Write out, without any change, the lines in the material below that run from the line with "# pin a point on each instance of the stone ledge;" through the line with "# Target: bell tower", both included.

[ENTRIES PROVIDED — start]

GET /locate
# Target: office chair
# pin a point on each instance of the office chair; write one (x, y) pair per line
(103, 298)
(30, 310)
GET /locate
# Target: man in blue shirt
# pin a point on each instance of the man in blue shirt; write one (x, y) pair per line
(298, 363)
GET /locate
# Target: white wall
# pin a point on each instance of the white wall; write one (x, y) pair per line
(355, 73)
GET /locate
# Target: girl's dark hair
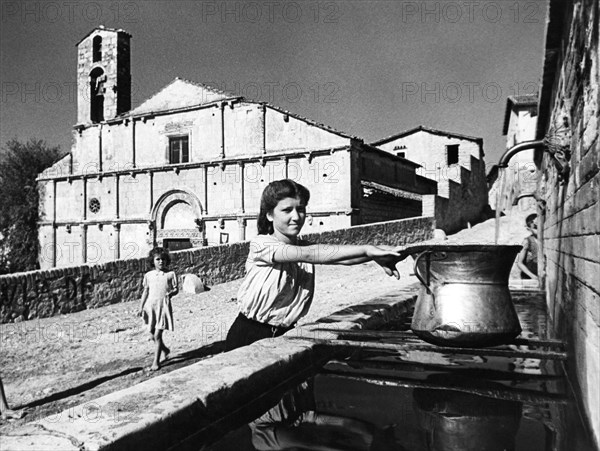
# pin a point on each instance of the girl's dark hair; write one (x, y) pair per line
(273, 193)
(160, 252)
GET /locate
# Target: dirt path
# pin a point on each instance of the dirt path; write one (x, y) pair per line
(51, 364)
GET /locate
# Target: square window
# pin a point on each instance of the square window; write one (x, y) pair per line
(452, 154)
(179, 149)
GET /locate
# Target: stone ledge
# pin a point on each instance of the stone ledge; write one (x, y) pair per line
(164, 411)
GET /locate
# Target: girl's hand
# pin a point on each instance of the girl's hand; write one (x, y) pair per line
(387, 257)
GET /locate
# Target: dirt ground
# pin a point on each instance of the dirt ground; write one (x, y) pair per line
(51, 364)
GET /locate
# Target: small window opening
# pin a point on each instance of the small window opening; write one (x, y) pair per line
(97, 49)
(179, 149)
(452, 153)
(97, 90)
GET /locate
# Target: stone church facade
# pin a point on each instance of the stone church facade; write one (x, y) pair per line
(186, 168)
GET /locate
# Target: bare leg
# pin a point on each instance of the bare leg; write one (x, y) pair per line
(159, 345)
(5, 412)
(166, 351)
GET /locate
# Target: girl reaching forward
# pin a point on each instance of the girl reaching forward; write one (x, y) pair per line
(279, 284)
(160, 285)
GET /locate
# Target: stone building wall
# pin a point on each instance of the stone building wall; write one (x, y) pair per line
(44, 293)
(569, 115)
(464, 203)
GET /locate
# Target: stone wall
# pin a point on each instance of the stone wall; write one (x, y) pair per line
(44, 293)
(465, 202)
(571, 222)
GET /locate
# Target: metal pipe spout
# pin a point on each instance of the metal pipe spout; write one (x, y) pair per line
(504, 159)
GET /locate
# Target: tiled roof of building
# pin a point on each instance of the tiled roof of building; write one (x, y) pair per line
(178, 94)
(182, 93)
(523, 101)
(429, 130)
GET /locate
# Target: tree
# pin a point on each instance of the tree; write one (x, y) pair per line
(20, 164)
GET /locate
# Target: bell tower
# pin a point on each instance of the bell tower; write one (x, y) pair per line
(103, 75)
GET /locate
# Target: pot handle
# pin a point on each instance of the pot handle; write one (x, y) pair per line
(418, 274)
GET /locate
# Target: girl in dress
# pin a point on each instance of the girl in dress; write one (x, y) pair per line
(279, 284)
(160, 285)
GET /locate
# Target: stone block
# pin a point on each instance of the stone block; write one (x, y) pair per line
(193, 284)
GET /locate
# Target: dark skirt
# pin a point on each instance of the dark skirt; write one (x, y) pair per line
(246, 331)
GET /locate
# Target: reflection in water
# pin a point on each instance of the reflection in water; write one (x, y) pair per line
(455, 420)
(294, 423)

[ENTRIES PROVIDED — finish]
[ENTRIES PROVIDED — start]

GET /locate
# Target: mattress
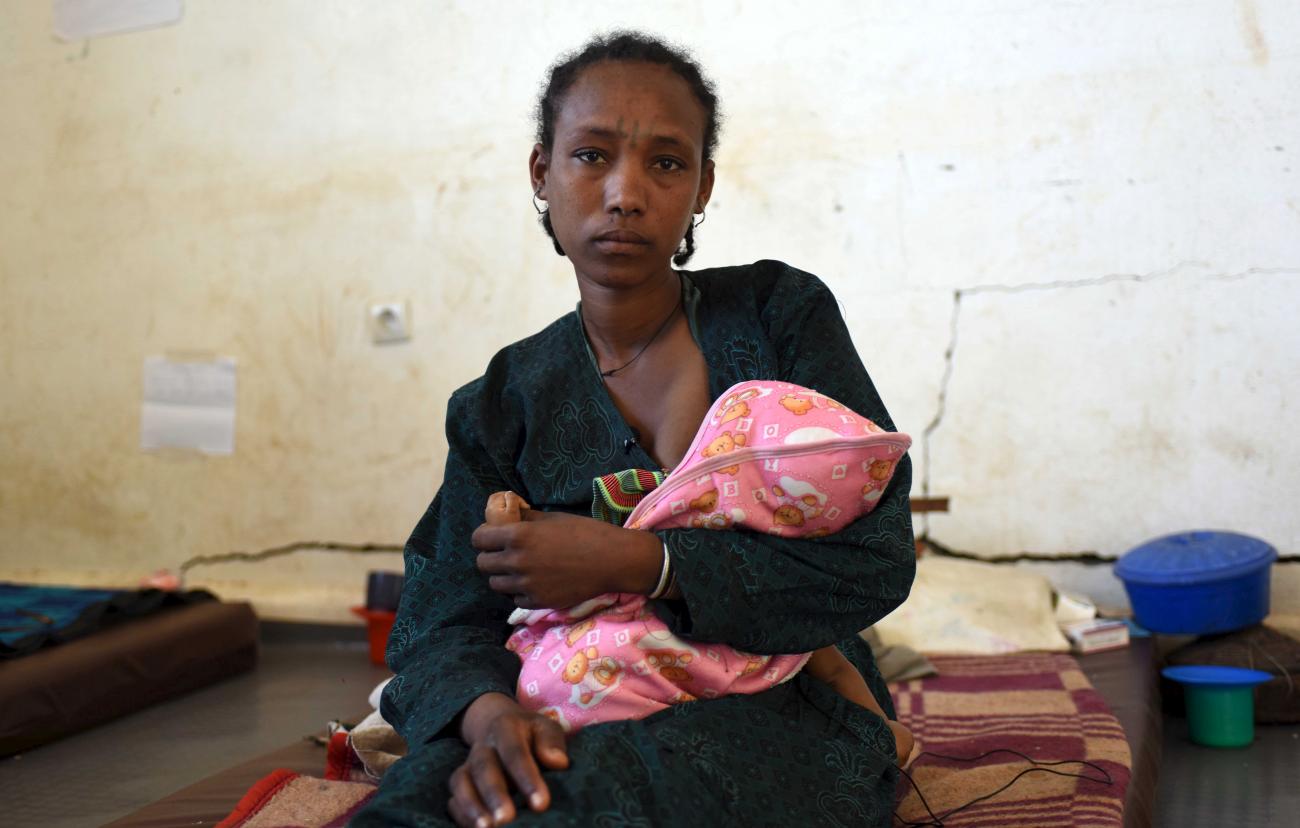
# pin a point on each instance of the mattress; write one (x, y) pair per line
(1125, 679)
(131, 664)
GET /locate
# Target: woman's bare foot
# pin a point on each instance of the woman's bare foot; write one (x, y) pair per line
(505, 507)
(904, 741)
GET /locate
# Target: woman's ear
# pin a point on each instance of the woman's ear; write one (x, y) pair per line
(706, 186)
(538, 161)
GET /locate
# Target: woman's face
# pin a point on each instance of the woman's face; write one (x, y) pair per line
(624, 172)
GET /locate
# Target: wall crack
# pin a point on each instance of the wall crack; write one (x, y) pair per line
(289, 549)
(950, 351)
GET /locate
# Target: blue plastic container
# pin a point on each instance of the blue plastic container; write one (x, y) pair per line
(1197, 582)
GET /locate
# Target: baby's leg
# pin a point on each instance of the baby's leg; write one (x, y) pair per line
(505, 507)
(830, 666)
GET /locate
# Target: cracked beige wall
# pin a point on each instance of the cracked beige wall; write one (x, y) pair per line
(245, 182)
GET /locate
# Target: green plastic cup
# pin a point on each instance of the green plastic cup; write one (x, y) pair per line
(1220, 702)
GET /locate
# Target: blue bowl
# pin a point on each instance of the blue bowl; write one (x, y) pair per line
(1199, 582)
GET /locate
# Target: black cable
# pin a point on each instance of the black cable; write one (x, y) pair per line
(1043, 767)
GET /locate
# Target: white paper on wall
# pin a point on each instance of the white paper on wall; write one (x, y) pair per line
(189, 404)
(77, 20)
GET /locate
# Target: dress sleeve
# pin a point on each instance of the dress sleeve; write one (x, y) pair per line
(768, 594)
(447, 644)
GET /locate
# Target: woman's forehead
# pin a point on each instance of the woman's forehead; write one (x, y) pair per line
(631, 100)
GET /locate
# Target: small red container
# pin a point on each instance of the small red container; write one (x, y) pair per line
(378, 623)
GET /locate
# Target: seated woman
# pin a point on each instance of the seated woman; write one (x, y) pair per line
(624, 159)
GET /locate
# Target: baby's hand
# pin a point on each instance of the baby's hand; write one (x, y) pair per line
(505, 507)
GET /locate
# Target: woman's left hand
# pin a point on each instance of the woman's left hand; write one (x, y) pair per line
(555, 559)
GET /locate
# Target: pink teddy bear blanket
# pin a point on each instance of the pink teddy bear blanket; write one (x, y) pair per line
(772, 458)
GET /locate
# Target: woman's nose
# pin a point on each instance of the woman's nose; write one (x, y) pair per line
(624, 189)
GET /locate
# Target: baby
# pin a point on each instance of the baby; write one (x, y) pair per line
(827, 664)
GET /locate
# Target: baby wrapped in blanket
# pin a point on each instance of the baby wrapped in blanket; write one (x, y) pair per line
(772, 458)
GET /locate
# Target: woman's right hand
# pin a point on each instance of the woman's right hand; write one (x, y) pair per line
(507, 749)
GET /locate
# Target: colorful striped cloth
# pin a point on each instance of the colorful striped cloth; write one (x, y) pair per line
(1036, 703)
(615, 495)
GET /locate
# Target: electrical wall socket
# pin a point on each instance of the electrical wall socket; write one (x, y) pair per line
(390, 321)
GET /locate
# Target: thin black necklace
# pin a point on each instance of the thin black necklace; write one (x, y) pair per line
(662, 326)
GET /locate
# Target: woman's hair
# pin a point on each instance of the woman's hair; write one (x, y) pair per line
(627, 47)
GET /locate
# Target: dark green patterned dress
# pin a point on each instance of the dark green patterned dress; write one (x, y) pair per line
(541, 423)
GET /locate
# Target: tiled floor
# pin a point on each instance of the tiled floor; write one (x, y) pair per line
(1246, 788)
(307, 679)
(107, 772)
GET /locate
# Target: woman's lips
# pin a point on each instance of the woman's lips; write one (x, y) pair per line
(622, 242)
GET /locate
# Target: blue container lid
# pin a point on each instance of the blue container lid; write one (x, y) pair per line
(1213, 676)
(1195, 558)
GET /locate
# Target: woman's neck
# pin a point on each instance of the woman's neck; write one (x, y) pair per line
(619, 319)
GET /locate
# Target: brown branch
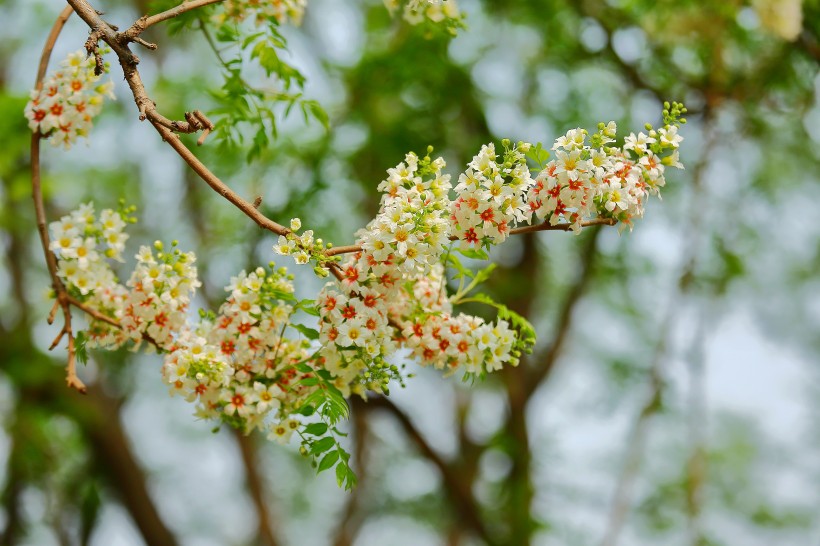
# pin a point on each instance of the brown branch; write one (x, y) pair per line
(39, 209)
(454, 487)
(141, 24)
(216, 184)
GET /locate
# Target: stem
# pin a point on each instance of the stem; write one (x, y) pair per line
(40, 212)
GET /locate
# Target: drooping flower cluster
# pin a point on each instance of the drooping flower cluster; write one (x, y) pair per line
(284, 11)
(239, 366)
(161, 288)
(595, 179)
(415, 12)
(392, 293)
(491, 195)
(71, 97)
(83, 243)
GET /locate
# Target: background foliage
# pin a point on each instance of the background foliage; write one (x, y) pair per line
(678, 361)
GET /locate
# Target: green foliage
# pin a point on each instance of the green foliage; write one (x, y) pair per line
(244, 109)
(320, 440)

[ENTRIES PROVIDED — finish]
[ENTRIES PROVIDED — start]

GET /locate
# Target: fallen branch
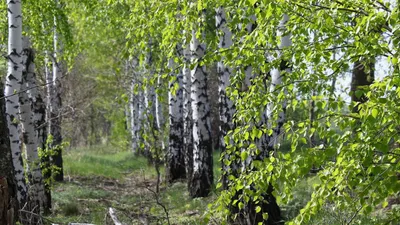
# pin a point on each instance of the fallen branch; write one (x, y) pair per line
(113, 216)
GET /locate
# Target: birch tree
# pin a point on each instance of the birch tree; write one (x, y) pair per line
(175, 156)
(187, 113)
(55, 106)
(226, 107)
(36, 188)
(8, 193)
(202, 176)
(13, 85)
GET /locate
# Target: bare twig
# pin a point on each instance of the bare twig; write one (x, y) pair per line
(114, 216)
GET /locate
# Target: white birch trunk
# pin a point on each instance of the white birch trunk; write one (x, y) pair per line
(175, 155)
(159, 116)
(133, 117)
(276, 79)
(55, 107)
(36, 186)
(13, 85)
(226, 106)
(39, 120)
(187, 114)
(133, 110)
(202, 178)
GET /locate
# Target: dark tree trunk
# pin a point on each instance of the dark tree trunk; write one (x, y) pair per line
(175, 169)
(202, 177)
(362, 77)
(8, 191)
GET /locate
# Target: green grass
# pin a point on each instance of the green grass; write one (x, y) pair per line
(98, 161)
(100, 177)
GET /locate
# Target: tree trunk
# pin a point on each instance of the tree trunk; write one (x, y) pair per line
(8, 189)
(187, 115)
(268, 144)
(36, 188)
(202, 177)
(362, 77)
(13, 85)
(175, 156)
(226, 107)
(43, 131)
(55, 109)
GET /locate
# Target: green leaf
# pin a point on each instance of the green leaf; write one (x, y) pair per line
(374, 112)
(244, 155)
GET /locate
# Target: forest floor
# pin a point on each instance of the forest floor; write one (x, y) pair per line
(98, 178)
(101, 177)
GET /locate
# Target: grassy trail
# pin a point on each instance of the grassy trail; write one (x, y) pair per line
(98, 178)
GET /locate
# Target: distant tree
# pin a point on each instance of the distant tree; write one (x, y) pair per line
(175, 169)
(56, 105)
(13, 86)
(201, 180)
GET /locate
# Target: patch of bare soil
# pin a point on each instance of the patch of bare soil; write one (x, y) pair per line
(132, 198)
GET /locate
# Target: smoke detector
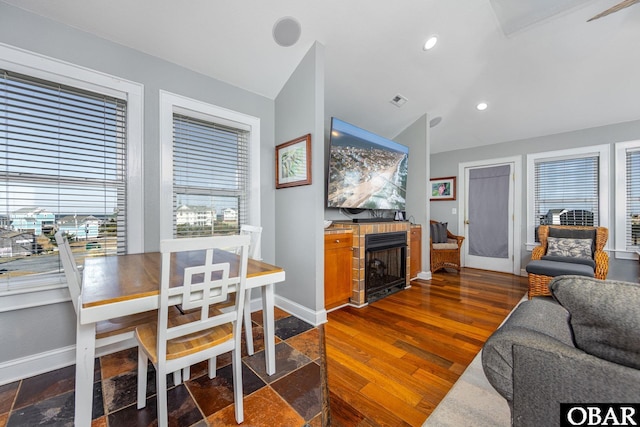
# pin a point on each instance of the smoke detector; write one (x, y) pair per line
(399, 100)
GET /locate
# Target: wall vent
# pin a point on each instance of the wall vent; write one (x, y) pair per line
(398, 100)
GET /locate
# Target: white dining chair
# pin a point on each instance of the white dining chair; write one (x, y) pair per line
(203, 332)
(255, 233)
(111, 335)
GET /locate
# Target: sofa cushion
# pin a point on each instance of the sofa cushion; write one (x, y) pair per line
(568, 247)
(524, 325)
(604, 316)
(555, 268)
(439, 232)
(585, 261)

[ENTRIES PROVIDED — finish]

## RESPONSE TO THE EXERCISE:
# pin a point on each instance of the stone ledge; write one (x, y) pair per line
(164, 411)
GET /locate
# Target: girl's hand
# pin a point on each instance of the girl's hand; write one (x, y) pair per line
(387, 257)
GET /locate
# Target: dirt ground
# pin a point on each instance of the dirt ground; write one (x, y) pair per line
(51, 364)
GET /locate
# Target: small window opening
# pin a point on each instance of the small window opening; write one (x, y) pair per line
(97, 49)
(179, 149)
(452, 153)
(97, 90)
GET /locate
# Target: stone church facade
# pin a point on each instance of the stone church facade; write one (x, y) pair per line
(186, 168)
GET /locate
# Target: bare leg
# pin a point on each instance of the bare leg; write one (x, y) pair per line
(159, 345)
(5, 412)
(166, 351)
GET /locate
# Target: girl reaching forward
# pin a point on each instance of the girl reaching forward; write one (x, y) pair per line
(279, 284)
(160, 285)
GET /locate
# Target: stone building wall
# pin a point on each instance of the stone building wall; write one (x, y) pair per line
(44, 293)
(569, 115)
(464, 203)
GET /locate
# Target: stone wall
# pin a point on each instance of the stone wall; write one (x, y) pair per line
(44, 293)
(465, 202)
(571, 222)
GET /locate
# Target: metal pipe spout
# pin a point on each instance of the metal pipe spout; write one (x, y) pair per line
(504, 159)
GET /locate
# Target: tiled roof of building
# pin a point on each instance of the tiled roof of building; write one (x, y) pair per line
(178, 94)
(182, 93)
(523, 101)
(429, 130)
GET /locate
# Target: tree
# pin a point on each instance of the tree; write one (x, y) pair per line
(20, 164)
GET /locate
# Target: bell tower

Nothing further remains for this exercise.